━━━━━ GIVEN RECORDS ━━━━━
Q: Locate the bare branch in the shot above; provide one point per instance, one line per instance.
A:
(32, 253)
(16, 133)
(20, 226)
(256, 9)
━━━━━
§ **WHAT YOU SHOULD DO**
Print the records once more, exactly as they were given.

§ **OUTPUT FOR THIS TASK**
Q: Locate the bare branch in the shot above; provide one point per instance, one line per instance.
A:
(32, 253)
(16, 133)
(20, 226)
(256, 9)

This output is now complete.